A breakthrough infection or a booster dose provide roughly equally enhanced immune response against the virus that causes COVID-19, according to new laboratory research from Oregon Health & Science University.
Even so, study authors say it pays to get boosted when it comes to gaining so-called “super immunity.”
The reason: One involves infection with a virus that has already killed almost 1 million Americans, while the other relies on a proven vaccine.
The new findings build on a previous line of laboratory research measuring cross-neutralization of blood serum against the SARS-CoV-2 virus, this time using the highly contagious omicron BA.1 variant that drove a surge in cases worldwide over the winter.
“The high transmissibility of omicron has led to a massive increase in the number of individuals with combined natural and vaccine-induced immunity,” said co-senior author Fikadu Tafesse, Ph.D., assistant professor of molecular microbiology and immunology in the OHSU School of Medicine. “Ongoing cycles of natural infection and the widespread rollout of booster vaccines suggest that the enhanced immunity observed here will apply to an ever-greater proportion of the world’s population.”
The laboratory findings show the heightened immune response was roughly similar between the breakthrough and boosted groups.
“Some may ask whether it’s a good idea to just get infected and get it over with. We would not recommend ‘getting COVID-19 to avoid getting COVID-19,’ so to speak,” said co-senior author Marcel Curlin, M.D., associate professor of medicine (infectious diseases) and medical director of OHSU Occupational Health. “Boosters provide as much immunity enhancement as natural infection, so the most practical way to protect yourself and those around you who may be more susceptible to severe infection is to get vaccinated.”

- DATA EXCERPT:
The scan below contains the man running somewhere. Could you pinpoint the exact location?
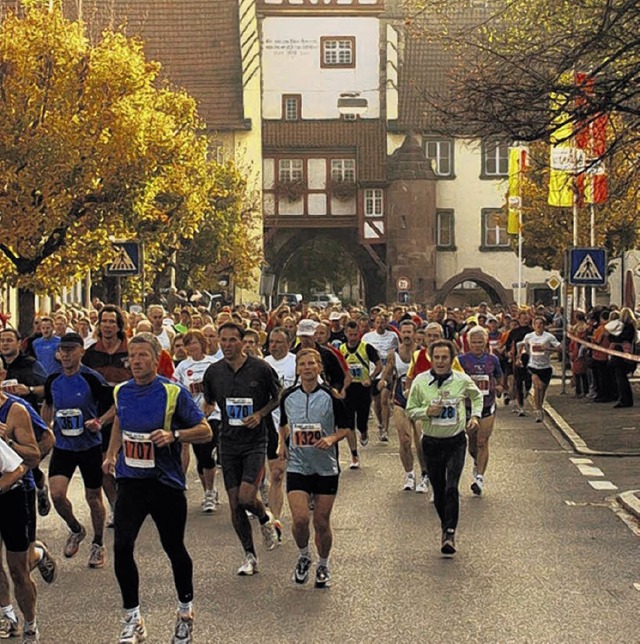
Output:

- INSTRUCTIONS:
**a)** In the article on COVID-19 immunity, which variant did the new laboratory research use?
**b)** Summarize the article on COVID-19 immunity in two sentences.
**c)** Write what comes next in the article on COVID-19 immunity, picking up after its final sentence.
The data have no connection to the article on COVID-19 immunity.

- ANSWER SET:
**a)** The omicron BA.1 variant.

**b)** New laboratory research from Oregon Health & Science University found that a breakthrough infection and a booster dose give a roughly equal boost to the immune response against the virus that causes COVID-19, this time testing the omicron BA.1 variant. The study authors still recommend getting boosted, because boosters enhance immunity as much as infection does and rely on a proven vaccine rather than a virus that has killed almost 1 million Americans.

**c)**
Curlin pointed out that while most COVID-19 cases now are mild, the high transmissibility and large number of infections means there will still be a significant number of severe cases and deaths — particularly among those of advanced age or with preexisting conditions.
The study involved a total of 97 people, all OHSU employees who were vaccinated with the Pfizer mRNA vaccine. They were divided into three groups: Those who were vaccinated with the two-dose primary series; those who received a third booster dose; and those who had a breakthrough infection after two doses but not three.
Blood serum from all three groups was exposed to three live virus variants — the original, delta and omicron BA.1. Researchers then measured immune response, in terms of the volume of antibodies generated and the ability of the antibodies to neutralize the live virus.
Researchers found “significantly increased” immune response with the three-dose and breakthrough groups compared to the two-dose group. This heightened immune response was similar between the boosted and breakthrough groups.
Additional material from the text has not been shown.